■ **SOURCE EXTRACT**:
+===+
Spoiler alert: It is impossible to complete every parkrun in the world.
Yes, that’s correct. With more than 1,650 events around the world, and new events starting weekend, with just one parkrunday per week there will always be free, weekly, timed 5ks out there you will never have the chance to walk, jog or run.
But wait! Before you become so disillusioned by that horrifying realisation that you consider putting your parkrun barcode in the bin, fear not: This is simply a reason to get creative!
parkrun Tourists love nothing more than finding an angle for new challenges, whether that be completing 100 different events, all the letters of the alphabet, or even stopwatch bingo.
In the latest instalment of the parkrun Tourism Series, we move the needle a few degrees to direct your attention towards a challenge that has a particular magnetism – The Compass Club. Yep you guessed it, parkruns beginning with North, East, South and West!
Northampton parkrun - Northamptonshire
Ironically the trip North for the first stop of our four points of the compass actually starts in the Midlands!
Northampton parkrun is more than 300 parkruns old, having launched in May 2012, and the two-lapper on tarmac paths takes place on the Racecourse in central Northampton.
Northampton parkrun also has a connection to parkrun royalty! First up, their course record of 14:52 is held by parkrun World Record holder, Andy Baddeley.
But perhaps even more impressively though, Northampton is also the home parkrun of 85-year-old Bob Emmerson, who in 2017 became the oldest person ever at that time to join the parkrun 250 Club!
Northwich parkrun – Cheshire
Our second ‘North’ parkrun does indeed takes us north this time, to the town of Northwich in Cheshire.
During Roman times, Northwich was known as Condate, but you don’t need to be an Emperor or a gladiator to duel with this 5k!
The Northwich parkrun course takes place in the town’s Carey Park, and the event is less than a year old. The route explores the hidden Northwich Woodland, whilst following the River Weaver.
The course is not the flattest, and so far only two women have gone under 20 minutes, and only one man has dipped under 17:00.
Eastbourne parkrun – East Sussex
As the childhood saying goes, “Never Eat Shredded Wheat” which means our second stop takes us clockwise from North to East, for the second entry in the Compass Club.
First up we navigate our way to Eastbourne parkrun in the south of England. The seaside town of Eastbourne has bucket loads to do and see, and is famous for, among others, the iconic chalk headlands at Beachy Head.
Whilst the parkrun is slightly less dramatic, it is no less enjoyable. Staged in Shinewater Park every Saturday, the beautifully scenic course offers views of the lake as you make your way towards the finish funnel (and cafe!).
Eastbourne is also the home of music band Toploader, and if you manage to bag yourself that new parkrun PB you’ll be Dancing in the Moonlight!
Eastville parkrun – Bristol
Next up, it’s Eastville parkrun in Bristol, situated in the suburbs to the north of the city centre, and fast approaching their first birthday celebrations.
+===+
■ **ENTRIES PROVIDED**:
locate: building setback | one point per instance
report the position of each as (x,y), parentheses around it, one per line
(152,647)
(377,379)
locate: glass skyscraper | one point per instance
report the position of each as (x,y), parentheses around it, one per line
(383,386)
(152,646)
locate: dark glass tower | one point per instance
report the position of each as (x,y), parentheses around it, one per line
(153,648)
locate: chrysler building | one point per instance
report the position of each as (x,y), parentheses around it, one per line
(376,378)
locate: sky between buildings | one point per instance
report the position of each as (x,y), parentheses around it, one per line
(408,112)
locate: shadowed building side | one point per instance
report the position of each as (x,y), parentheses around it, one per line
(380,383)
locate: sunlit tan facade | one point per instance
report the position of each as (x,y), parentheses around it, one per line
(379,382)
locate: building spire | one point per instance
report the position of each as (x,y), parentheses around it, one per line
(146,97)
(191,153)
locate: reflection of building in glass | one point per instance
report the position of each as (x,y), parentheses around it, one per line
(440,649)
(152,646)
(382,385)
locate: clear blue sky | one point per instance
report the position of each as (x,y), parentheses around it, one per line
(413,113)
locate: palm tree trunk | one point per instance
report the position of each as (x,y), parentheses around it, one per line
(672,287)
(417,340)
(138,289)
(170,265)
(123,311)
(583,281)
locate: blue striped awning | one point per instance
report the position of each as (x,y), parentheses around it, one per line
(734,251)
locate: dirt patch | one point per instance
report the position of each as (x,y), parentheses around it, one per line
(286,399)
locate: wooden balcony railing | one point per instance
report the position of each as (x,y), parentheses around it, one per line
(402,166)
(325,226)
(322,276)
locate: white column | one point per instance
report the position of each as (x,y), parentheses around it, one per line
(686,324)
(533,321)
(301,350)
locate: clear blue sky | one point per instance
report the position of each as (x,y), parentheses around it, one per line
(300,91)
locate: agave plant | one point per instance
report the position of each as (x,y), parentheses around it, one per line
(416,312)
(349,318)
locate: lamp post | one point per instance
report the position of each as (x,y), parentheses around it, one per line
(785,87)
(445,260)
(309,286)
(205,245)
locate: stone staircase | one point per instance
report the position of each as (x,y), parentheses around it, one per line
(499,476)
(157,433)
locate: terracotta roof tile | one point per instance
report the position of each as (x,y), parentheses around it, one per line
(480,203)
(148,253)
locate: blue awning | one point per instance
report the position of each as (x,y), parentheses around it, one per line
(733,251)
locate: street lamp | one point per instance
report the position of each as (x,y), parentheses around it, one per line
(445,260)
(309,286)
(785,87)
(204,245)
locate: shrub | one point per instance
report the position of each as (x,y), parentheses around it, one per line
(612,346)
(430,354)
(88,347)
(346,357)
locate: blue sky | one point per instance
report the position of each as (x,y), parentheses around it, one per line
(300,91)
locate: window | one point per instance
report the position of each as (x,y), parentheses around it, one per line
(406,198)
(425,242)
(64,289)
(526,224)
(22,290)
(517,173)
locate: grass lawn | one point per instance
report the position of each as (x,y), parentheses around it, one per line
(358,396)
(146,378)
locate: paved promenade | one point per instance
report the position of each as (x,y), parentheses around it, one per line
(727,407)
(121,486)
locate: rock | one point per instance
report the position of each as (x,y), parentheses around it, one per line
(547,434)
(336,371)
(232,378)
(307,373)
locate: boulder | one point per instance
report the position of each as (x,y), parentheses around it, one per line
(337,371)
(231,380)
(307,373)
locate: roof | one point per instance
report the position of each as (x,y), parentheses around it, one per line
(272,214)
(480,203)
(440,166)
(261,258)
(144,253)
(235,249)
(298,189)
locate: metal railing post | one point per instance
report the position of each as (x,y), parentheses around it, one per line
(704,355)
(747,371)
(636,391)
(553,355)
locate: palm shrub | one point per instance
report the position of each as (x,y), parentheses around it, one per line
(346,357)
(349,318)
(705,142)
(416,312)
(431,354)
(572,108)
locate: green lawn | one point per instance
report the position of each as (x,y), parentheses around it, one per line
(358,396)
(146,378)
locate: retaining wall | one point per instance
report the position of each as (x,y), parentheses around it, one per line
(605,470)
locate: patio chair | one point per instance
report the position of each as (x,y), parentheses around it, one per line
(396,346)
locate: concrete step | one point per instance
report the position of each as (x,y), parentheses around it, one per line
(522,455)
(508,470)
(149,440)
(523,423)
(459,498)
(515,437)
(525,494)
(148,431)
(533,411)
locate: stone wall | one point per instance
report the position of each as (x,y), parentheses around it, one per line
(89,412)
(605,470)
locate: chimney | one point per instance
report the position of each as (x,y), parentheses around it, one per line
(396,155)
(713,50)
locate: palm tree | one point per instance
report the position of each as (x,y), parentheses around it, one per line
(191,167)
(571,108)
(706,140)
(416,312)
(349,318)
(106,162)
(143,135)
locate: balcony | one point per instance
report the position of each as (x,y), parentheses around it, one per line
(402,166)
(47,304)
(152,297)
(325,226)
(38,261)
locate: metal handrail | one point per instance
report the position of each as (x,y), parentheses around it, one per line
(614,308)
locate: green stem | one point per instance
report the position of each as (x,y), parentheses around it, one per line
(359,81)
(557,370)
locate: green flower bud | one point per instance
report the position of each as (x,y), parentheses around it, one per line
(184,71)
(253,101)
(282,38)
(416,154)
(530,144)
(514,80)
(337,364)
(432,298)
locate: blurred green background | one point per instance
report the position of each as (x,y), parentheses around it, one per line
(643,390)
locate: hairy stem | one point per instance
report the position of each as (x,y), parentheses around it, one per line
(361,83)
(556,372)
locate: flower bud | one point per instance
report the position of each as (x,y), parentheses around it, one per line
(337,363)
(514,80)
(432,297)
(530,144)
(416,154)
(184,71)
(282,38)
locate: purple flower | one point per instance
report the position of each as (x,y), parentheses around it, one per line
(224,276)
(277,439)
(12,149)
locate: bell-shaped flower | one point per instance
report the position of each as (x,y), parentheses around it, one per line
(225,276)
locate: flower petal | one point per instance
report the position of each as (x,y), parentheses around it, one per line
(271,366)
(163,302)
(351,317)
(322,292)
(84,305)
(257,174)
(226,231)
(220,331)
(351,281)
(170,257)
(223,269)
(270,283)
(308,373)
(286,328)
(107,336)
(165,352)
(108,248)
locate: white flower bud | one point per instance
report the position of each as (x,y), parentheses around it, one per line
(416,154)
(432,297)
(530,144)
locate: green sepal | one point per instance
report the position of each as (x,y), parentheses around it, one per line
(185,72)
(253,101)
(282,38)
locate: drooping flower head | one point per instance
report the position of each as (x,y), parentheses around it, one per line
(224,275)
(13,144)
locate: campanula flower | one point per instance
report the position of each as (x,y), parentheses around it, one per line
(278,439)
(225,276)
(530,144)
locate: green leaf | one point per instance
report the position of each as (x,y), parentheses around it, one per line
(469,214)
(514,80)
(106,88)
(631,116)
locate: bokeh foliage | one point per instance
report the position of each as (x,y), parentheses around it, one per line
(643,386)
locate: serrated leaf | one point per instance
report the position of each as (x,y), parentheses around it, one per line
+===+
■ **OBJECTIVE**: Set down, word for word, the stretch of the parkrun article above from "parkrun Tourists love" through "in the Midlands!".

■ **FULL SOLUTION**:
parkrun Tourists love nothing more than finding an angle for new challenges, whether that be completing 100 different events, all the letters of the alphabet, or even stopwatch bingo.
In the latest instalment of the parkrun Tourism Series, we move the needle a few degrees to direct your attention towards a challenge that has a particular magnetism – The Compass Club. Yep you guessed it, parkruns beginning with North, East, South and West!
Northampton parkrun - Northamptonshire
Ironically the trip North for the first stop of our four points of the compass actually starts in the Midlands!